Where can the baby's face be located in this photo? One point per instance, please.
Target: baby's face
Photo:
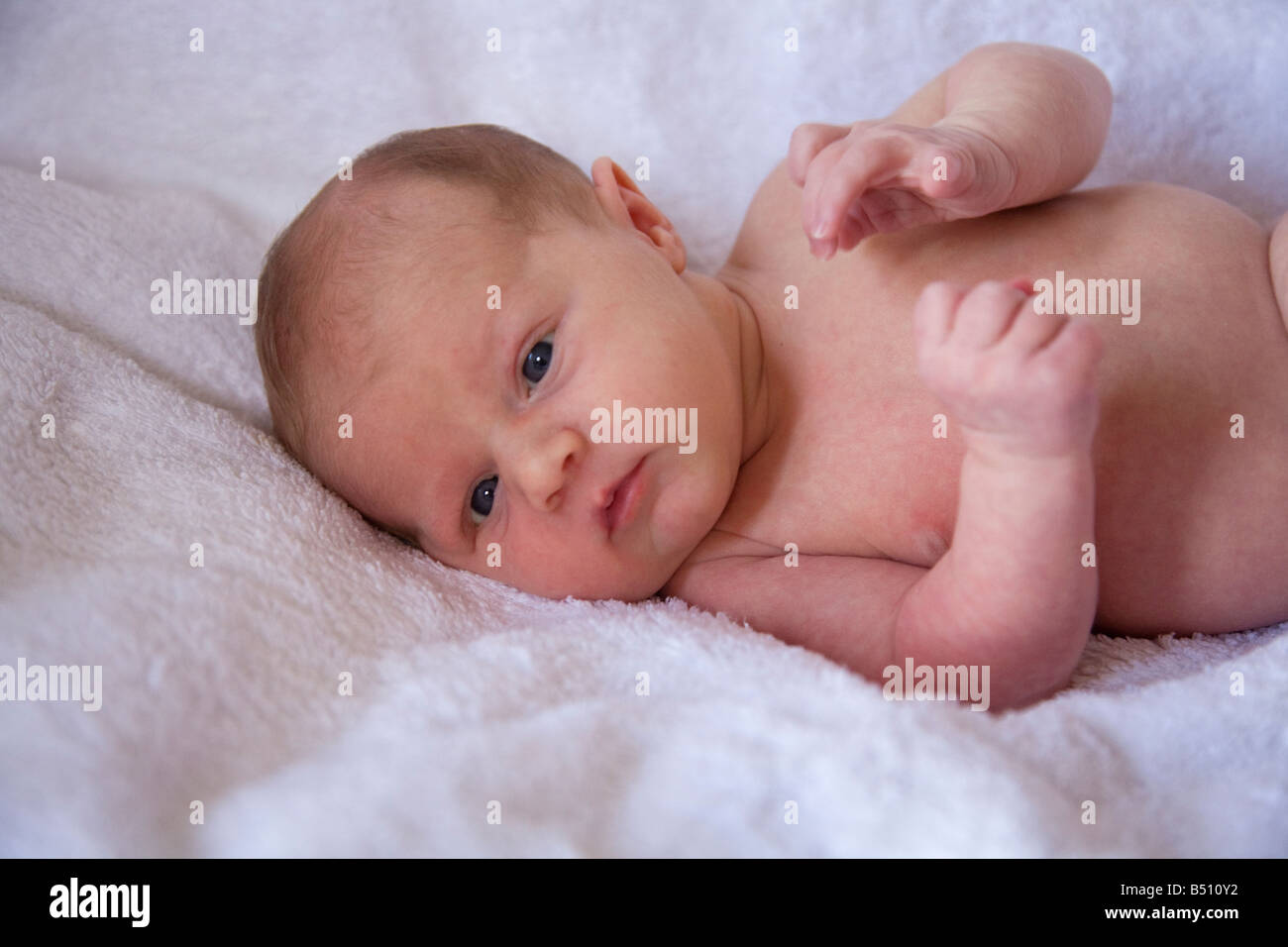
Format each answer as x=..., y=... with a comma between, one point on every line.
x=477, y=434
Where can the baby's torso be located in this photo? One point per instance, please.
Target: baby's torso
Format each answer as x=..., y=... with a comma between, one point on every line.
x=855, y=468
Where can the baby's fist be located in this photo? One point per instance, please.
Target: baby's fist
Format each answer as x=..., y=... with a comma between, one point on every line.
x=877, y=176
x=1019, y=381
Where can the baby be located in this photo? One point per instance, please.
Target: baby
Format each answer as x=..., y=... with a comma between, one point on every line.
x=961, y=420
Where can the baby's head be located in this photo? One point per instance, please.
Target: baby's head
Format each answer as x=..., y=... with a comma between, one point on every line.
x=439, y=334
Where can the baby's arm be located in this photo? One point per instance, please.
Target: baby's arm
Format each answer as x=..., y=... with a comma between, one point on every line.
x=1009, y=124
x=1012, y=591
x=1046, y=108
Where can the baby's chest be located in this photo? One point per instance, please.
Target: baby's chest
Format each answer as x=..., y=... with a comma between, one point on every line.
x=862, y=460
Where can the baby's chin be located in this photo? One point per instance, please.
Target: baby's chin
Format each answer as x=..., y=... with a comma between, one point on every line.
x=634, y=587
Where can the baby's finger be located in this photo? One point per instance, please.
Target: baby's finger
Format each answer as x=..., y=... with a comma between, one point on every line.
x=986, y=313
x=806, y=142
x=1074, y=350
x=932, y=316
x=861, y=166
x=815, y=176
x=1031, y=330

Work required:
Rewrite the entire listing above, changing every occurrence of "baby's" to "infant's" and leaving all other text unaltered. Omit the picture from your version.

Result:
Where can the infant's face be located in this photo? One point per instance, please.
Target: infant's face
Photo:
Format each answer as x=..., y=... with a comma between, one point on every line.
x=477, y=434
Where can the infant's torso be located in this photo? One point per instance, please.
Target: infant's torso
Format each answer as x=..., y=... with a comma between, one point on every line.
x=855, y=468
Where can the infant's fist be located in this photo? One point per instance, please.
Target: infant's fist
Format each answer as x=..., y=... with a comma between, one point on every line.
x=877, y=176
x=1019, y=381
Where can the baby be located in this photo? One point per instance, please.
Target: baby
Format each answer as x=..., y=... with a comma between, one point on every line.
x=961, y=420
Where can the infant's head be located in this photo? One point per instance, please.
Target: infant's head
Format each answer as x=..., y=... with a comma between, one point on every line.
x=439, y=334
Where can the infant's arm be located in this photo? One point per instance, please.
Target: infant's arm
Format each answer as x=..., y=... with a comma between, one point on every line.
x=1009, y=124
x=1012, y=591
x=1046, y=108
Where can the infant's chest be located in this photo? One point per instance, please.
Target: infant's chest
Format each answer as x=..., y=... with a comma between, one point on every line.
x=862, y=460
Where can the infant's chin be located in this photo? One point per instance, please.
Target: infant's chin
Format each answer as x=..., y=... with a comma between, one point on every line.
x=634, y=587
Where can the infant's finger be located in this photo? One point per instance, please.
Target: infant's finger
Format each answer as x=..., y=... with a comma between, one point on every line.
x=986, y=313
x=806, y=142
x=1074, y=350
x=932, y=316
x=861, y=166
x=815, y=176
x=1031, y=330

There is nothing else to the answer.